* Text block:
##############################
The opening of Staples Center marks a new chapter in the evolution of downtown Los Angeles, but perhaps not in the way the new arena’s boosters may hope. Like other similarly spectacular developments over the past few decades-the Music Center, Bunker Hill towers and the subway-it could easily become another example of a well-intentioned but failed effort to revitalize a perpetually moribund downtown.
The problem isn’t that Staples is not a wonderful building. It is. Rather, Staples does little to correct the fundamental weaknesses that have prevented downtown from enjoying the kind of center-city resurgence experienced by several other U.S. cities.
These weaknesses revolve around a dearth of dynamism at the street level. Recapturing an urban core involves more than agglomerating edifices. It depends instead on attracting a large, growing constituency of knowledge-based industries and workers. Such companies thrive in other urban centers in the L.A. Basin, notably Santa Monica and Pasadena, but not downtown.
To get a better idea of what the potentialities are, it may be wise to examine the character of the revivals that have occurred in a handful of central-core districts, most notably, lower Manhattan, the lakeside of Chicago, the area south of downtown Boston and parts of Seattle and San Francisco. All these cities have experienced a rapid development of artists’ districts, graphics companies, Internet commerce firms and other high-end, creative business-service companies.
##############################
* Exercise requirements:
**A.** Copy out the passage of the text on downtown Los Angeles from "The opening of" up to and including "perpetually moribund downtown.".
**B.** Continue the text on downtown Los Angeles past its final sentence.

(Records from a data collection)
##############################
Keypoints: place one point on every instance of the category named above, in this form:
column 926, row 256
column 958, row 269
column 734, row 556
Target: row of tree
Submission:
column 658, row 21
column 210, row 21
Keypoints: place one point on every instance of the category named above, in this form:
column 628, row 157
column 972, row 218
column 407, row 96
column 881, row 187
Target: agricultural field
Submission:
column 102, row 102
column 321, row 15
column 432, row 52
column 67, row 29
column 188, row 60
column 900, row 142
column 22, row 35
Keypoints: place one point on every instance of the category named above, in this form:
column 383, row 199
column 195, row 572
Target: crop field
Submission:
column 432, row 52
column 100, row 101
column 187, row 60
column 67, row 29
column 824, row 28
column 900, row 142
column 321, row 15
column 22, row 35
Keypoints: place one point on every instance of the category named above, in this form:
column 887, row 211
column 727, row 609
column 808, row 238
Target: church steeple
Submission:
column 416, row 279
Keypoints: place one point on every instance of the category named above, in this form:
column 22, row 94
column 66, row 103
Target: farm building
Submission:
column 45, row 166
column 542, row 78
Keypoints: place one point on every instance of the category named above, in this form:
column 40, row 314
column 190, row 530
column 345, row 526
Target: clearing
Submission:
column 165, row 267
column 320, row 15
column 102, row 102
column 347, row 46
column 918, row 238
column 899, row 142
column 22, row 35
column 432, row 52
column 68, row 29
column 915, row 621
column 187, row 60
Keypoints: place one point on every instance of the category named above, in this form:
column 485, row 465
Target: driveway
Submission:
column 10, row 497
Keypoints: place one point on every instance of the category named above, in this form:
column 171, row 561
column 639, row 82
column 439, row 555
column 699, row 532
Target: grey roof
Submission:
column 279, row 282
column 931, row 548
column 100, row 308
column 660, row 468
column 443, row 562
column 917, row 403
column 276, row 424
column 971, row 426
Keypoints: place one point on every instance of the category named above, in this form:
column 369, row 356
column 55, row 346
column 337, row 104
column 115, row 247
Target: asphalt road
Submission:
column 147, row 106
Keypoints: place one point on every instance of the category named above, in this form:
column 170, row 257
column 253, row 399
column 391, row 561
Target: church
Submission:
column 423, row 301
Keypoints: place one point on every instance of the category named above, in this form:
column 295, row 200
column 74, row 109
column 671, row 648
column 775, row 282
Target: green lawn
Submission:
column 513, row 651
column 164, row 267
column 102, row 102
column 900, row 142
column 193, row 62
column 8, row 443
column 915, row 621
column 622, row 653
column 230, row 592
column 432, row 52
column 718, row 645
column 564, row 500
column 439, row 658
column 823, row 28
##############################
* Expected answers:
**A.**
The opening of Staples Center marks a new chapter in the evolution of downtown Los Angeles, but perhaps not in the way the new arena’s boosters may hope. Like other similarly spectacular developments over the past few decades-the Music Center, Bunker Hill towers and the subway-it could easily become another example of a well-intentioned but failed effort to revitalize a perpetually moribund downtown.

**B.**
Most of this activity has unfolded in warehouse and manufacturing districts and pre-1950s office buildings, not in traditional high-rise office towers. These older spaces, with their high ceilings and other architectural accouterments, encourage interaction and the creation of flexible work spaces. They also let the light in, a valued commodity in cities often shrouded in fog.
These districts were not originally “discovered” by city officials or stimulated by the construction of spectacular arenas, museums or other city monuments. Instead, they are a largely market-based reinvention led by creative individuals, entrepreneurs and opportunistic developers. A classic case is Boston’s “cyber-district,” located south of the city’s high-rise financial district.
Its transformation began in the 1970s and ’80s, when Boston-area artists and nightclub impresarios, searching for low rents near the heart of the city, discovered a decaying industrial and warehouse district that mostly catered to textile and leather industries. As the Boston economy recovered in the mid-’90s, the district’s cost advantages and artsy ambience began attracting specialized media, advertising and Internet-software firms. High-income professionals working in these industries soon started moving in. This year, condominiums and offices are going for three times what they fetched just five years ago.
“When I bought this building, people looked at me as the crazy Israeli who bought this building,” says real-estate developer Ori Ron, referring to a restored leather warehouse on South Street. “Then the artists and photographers discovered what a great space this is. Then restaurants and nightclubs were looking for this kind of space. Now there are the Internet companies.”
The old “leather district,” which 10 years ago was nearly abandoned, now teems with high-tech firms that employ an estimated 3,000 computer, Internet and other information-related workers. The area around South Station, extending to Fort Point Channel, has become a postindustrial beehive of activity, where artisans of the digital age share ideas.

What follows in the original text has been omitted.